* Exercise details:
In the data below, starting at the line that contains "Drop a pin on every instance of the woven" and ending at the last line of the data, replace "scouting field log" with "survey notebook". Return only those lines, with everything else left unchanged.

* The records:
#####
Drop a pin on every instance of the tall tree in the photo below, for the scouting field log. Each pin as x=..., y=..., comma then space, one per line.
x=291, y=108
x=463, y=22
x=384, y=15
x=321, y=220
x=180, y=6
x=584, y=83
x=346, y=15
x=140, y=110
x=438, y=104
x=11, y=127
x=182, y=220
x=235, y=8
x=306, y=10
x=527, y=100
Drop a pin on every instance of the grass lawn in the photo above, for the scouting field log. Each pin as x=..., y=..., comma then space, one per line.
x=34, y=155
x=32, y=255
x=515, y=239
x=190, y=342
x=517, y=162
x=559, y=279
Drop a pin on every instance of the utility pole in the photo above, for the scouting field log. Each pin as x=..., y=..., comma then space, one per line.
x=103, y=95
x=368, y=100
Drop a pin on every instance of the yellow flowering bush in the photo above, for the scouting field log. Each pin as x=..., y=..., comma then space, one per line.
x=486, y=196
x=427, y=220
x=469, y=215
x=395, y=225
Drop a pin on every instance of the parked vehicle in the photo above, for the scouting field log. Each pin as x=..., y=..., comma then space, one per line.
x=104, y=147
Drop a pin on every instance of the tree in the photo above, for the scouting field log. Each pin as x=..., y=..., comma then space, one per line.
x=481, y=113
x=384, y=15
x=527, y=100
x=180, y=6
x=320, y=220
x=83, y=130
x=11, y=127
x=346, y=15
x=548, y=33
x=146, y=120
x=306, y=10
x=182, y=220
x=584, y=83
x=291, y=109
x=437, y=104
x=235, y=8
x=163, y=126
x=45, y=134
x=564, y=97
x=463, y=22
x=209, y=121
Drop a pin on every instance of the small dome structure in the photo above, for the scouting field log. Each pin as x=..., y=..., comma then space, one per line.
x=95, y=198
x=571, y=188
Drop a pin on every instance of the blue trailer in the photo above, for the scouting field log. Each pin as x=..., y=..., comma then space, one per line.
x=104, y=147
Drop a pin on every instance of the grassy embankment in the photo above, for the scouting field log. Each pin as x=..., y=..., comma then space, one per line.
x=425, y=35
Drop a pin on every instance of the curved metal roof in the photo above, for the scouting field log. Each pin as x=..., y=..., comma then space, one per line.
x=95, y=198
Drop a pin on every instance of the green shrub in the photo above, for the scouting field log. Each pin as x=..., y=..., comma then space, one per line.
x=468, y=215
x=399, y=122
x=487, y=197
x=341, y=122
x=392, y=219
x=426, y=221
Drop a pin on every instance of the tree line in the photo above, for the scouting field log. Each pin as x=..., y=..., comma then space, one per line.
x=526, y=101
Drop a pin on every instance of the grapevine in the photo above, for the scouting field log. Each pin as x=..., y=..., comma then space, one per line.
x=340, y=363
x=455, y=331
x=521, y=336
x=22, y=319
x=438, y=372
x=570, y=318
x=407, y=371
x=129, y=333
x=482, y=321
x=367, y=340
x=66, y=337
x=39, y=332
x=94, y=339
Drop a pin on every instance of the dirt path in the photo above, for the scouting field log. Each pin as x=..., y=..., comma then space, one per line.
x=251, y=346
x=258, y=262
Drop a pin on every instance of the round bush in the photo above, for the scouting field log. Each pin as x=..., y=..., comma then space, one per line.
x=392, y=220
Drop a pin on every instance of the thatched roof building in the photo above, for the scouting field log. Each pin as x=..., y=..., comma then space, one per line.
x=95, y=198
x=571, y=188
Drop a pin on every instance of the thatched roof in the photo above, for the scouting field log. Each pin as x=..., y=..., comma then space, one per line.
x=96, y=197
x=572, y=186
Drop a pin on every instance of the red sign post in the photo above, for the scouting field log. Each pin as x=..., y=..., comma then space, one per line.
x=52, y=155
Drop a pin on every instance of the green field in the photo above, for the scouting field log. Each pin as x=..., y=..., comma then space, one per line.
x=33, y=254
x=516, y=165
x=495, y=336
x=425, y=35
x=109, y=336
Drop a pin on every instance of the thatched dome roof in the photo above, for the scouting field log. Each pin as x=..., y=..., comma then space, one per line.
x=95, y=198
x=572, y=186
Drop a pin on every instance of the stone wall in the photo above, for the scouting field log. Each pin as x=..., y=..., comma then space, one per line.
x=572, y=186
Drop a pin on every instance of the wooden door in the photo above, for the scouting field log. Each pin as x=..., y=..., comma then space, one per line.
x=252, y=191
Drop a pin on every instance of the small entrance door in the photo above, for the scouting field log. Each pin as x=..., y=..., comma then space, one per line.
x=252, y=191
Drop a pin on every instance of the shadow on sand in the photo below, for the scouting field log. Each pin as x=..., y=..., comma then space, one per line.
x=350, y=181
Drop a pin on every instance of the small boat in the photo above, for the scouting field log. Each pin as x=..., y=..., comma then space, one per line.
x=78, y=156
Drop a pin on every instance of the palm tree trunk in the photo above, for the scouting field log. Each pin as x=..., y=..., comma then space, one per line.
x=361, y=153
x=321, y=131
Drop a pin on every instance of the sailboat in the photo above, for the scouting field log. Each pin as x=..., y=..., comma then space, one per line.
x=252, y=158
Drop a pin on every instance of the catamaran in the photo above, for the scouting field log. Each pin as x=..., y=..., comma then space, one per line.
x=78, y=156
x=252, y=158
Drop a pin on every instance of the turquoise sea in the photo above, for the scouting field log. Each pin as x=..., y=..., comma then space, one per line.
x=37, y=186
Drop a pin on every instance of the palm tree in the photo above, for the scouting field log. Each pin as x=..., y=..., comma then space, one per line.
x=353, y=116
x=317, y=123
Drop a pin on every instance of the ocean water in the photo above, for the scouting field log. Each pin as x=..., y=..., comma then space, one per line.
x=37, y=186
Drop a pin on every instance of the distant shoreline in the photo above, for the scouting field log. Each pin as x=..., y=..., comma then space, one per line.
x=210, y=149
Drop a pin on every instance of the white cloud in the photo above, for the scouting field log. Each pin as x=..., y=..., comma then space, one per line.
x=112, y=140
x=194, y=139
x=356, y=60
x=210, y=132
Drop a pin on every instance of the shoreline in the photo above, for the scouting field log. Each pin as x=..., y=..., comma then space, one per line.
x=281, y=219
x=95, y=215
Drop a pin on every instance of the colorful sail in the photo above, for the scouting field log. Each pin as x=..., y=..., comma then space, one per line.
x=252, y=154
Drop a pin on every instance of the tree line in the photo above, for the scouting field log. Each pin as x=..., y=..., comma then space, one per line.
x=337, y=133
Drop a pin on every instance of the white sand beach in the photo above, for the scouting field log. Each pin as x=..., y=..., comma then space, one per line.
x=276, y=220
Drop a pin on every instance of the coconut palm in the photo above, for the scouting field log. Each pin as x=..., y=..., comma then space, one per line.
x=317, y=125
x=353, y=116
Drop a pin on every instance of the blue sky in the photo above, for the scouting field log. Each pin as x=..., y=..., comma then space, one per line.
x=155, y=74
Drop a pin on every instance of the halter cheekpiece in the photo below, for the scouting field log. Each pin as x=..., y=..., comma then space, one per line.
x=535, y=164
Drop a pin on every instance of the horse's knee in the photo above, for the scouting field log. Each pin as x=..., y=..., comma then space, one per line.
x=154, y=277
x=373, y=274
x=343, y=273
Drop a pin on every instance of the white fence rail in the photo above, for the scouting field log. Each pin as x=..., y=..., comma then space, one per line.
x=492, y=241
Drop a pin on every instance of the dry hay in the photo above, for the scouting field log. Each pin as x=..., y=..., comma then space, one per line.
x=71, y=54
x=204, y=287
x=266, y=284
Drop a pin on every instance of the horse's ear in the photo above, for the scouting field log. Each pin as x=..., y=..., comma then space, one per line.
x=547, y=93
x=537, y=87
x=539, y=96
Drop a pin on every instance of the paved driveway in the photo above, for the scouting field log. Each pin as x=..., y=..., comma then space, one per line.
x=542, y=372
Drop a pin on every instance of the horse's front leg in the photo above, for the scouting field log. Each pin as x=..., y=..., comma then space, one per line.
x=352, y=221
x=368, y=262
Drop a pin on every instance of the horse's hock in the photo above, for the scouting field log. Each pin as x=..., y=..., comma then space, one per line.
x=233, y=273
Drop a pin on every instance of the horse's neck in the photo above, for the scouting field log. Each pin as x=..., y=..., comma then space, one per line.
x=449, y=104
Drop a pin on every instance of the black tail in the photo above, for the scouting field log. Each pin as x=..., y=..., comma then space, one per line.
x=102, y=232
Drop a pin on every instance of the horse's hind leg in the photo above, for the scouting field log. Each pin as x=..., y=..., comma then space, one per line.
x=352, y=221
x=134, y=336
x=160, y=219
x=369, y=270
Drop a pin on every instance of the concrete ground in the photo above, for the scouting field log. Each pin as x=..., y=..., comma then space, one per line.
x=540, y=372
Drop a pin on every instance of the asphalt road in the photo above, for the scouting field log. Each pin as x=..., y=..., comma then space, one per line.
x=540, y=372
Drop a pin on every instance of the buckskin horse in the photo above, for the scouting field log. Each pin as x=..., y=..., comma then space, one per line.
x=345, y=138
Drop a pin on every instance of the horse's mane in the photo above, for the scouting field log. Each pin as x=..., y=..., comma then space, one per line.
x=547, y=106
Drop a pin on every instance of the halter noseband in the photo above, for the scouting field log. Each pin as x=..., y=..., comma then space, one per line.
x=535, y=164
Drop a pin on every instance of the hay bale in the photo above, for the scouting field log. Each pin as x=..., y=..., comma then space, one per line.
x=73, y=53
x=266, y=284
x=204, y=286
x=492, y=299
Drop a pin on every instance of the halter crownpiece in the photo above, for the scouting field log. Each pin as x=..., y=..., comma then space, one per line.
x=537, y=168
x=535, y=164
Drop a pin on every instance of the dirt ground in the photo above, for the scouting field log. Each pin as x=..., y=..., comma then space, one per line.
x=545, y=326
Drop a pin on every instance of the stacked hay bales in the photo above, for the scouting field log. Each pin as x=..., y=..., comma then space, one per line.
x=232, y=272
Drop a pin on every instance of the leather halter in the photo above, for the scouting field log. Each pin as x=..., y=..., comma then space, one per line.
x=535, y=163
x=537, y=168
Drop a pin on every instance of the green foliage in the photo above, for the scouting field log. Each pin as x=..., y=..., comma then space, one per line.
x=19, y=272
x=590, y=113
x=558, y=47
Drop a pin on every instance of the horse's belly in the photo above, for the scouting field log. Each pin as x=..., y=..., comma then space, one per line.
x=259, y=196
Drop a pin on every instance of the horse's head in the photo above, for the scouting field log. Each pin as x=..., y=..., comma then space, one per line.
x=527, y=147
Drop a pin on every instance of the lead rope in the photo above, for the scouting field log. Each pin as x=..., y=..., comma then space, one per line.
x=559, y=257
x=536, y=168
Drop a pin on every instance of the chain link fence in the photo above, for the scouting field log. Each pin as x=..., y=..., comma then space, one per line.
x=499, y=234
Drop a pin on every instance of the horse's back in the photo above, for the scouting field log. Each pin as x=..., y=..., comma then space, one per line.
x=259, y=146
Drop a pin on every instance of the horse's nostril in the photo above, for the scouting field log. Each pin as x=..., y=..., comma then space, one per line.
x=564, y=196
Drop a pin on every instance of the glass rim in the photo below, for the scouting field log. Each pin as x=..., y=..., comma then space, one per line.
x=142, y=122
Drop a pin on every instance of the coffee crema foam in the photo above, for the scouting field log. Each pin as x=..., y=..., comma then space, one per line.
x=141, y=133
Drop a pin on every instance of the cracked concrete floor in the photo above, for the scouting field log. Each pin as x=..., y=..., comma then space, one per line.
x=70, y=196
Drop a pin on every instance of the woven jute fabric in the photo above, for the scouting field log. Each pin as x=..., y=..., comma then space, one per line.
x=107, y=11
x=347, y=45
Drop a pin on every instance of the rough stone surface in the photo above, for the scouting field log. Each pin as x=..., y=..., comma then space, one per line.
#####
* The completed task:
Drop a pin on every instance of the woven jute fabric in the photo above, for the survey notebook. Each pin as x=..., y=..., comma then space, one per line.
x=107, y=11
x=347, y=45
Drop a pin on every instance of the rough stone surface in the photo above, for the survey notebook. Each pin as x=..., y=..., comma then space, one per line.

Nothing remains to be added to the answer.